● SET PROBLEM:
Repeat the material exactly as it appears.
+++
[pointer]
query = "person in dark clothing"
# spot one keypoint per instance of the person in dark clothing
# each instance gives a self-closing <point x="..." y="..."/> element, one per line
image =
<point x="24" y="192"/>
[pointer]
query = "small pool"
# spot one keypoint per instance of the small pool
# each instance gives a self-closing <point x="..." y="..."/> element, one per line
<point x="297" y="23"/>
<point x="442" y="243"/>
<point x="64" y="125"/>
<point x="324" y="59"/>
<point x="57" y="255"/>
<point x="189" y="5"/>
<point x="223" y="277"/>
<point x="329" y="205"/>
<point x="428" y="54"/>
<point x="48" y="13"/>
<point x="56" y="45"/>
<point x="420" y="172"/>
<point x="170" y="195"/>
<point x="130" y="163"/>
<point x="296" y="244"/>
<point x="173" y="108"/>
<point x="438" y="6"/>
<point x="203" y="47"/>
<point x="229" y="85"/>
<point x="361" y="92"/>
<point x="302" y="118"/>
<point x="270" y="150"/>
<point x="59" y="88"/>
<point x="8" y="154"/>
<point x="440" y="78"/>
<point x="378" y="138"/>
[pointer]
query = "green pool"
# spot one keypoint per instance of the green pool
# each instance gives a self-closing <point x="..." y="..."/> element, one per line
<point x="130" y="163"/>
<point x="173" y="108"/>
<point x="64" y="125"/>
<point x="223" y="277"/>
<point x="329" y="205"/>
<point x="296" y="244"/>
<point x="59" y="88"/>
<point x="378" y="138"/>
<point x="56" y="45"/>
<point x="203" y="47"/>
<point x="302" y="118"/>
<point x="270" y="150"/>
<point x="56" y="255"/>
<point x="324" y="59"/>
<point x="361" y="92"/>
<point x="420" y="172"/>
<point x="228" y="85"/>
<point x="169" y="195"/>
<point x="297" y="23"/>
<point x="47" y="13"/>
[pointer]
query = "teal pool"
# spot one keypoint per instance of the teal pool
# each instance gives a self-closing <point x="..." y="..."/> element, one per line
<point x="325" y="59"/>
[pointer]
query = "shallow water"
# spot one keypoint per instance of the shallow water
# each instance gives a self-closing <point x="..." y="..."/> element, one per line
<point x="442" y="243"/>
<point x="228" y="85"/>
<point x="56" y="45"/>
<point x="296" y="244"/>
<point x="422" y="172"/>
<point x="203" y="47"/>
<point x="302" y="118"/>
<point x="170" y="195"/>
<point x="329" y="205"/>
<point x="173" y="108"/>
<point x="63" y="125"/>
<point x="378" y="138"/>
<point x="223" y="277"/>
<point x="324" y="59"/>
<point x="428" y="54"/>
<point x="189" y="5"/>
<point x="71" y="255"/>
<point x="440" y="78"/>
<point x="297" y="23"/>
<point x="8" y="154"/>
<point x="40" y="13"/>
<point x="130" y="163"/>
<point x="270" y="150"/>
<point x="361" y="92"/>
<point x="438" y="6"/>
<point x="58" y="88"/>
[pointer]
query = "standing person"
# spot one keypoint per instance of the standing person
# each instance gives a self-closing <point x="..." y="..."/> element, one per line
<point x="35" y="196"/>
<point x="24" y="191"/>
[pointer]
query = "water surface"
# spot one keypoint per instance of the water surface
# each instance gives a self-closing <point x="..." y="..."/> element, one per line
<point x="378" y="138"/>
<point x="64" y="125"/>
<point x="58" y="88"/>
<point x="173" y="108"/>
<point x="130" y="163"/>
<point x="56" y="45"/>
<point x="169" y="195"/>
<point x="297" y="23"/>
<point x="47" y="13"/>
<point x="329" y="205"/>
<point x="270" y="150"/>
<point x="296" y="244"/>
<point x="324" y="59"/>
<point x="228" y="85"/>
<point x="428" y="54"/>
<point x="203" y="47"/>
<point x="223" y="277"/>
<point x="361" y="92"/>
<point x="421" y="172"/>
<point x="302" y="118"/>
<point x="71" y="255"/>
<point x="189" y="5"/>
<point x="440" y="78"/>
+++
● ANSWER TO THE EXERCISE:
[pointer]
query = "person in dark clothing"
# spot one keypoint per instance of the person in dark clothing
# each instance gives a self-closing <point x="..." y="..."/> element, one per line
image =
<point x="24" y="192"/>
[pointer]
query = "small pool"
# spot one keypoint per instance of the small pool
# each instance gives a self-closing <point x="..." y="..."/> element, one per line
<point x="297" y="23"/>
<point x="442" y="243"/>
<point x="64" y="125"/>
<point x="324" y="59"/>
<point x="57" y="255"/>
<point x="189" y="5"/>
<point x="223" y="277"/>
<point x="329" y="205"/>
<point x="428" y="54"/>
<point x="48" y="13"/>
<point x="56" y="45"/>
<point x="420" y="172"/>
<point x="170" y="195"/>
<point x="130" y="163"/>
<point x="296" y="244"/>
<point x="173" y="108"/>
<point x="438" y="6"/>
<point x="203" y="47"/>
<point x="229" y="85"/>
<point x="361" y="92"/>
<point x="302" y="118"/>
<point x="270" y="150"/>
<point x="59" y="88"/>
<point x="8" y="154"/>
<point x="440" y="78"/>
<point x="378" y="138"/>
[pointer]
query = "green pool"
# spot one keypoint per instance of the green pool
# each instance gives a self-closing <point x="..." y="..."/> element, one per line
<point x="130" y="163"/>
<point x="173" y="108"/>
<point x="64" y="125"/>
<point x="223" y="277"/>
<point x="329" y="205"/>
<point x="296" y="244"/>
<point x="59" y="88"/>
<point x="378" y="138"/>
<point x="56" y="45"/>
<point x="203" y="47"/>
<point x="302" y="118"/>
<point x="270" y="150"/>
<point x="56" y="255"/>
<point x="324" y="59"/>
<point x="361" y="92"/>
<point x="420" y="172"/>
<point x="228" y="85"/>
<point x="169" y="195"/>
<point x="297" y="23"/>
<point x="47" y="13"/>
[pointer]
query = "teal pool"
# spot one keypoint per instance of the teal pool
# each instance gives a self-closing <point x="..." y="..."/> element, one per line
<point x="325" y="59"/>
[pointer]
query = "shallow water"
# spot one keypoint per instance of the shallow water
# each instance gives a self-closing <point x="..." y="..."/> element, one per line
<point x="442" y="243"/>
<point x="228" y="85"/>
<point x="56" y="45"/>
<point x="296" y="244"/>
<point x="422" y="172"/>
<point x="203" y="47"/>
<point x="302" y="118"/>
<point x="170" y="195"/>
<point x="329" y="205"/>
<point x="173" y="108"/>
<point x="63" y="125"/>
<point x="378" y="138"/>
<point x="223" y="277"/>
<point x="324" y="59"/>
<point x="428" y="54"/>
<point x="189" y="5"/>
<point x="71" y="255"/>
<point x="440" y="78"/>
<point x="297" y="23"/>
<point x="8" y="154"/>
<point x="40" y="13"/>
<point x="130" y="163"/>
<point x="270" y="150"/>
<point x="361" y="92"/>
<point x="438" y="6"/>
<point x="58" y="88"/>
[pointer]
query = "standing person"
# spot one keypoint per instance of the standing person
# each instance gives a self-closing <point x="..." y="..."/> element, one per line
<point x="35" y="196"/>
<point x="24" y="191"/>
[pointer]
query = "water surface"
# spot one keypoint per instance of the water surface
# each instance gives a self-closing <point x="..." y="..."/> element, one per line
<point x="378" y="138"/>
<point x="64" y="125"/>
<point x="58" y="88"/>
<point x="173" y="108"/>
<point x="130" y="163"/>
<point x="56" y="45"/>
<point x="169" y="195"/>
<point x="297" y="23"/>
<point x="47" y="13"/>
<point x="329" y="205"/>
<point x="270" y="150"/>
<point x="296" y="244"/>
<point x="324" y="59"/>
<point x="228" y="85"/>
<point x="428" y="54"/>
<point x="203" y="47"/>
<point x="223" y="277"/>
<point x="361" y="92"/>
<point x="421" y="172"/>
<point x="302" y="118"/>
<point x="71" y="255"/>
<point x="189" y="5"/>
<point x="440" y="78"/>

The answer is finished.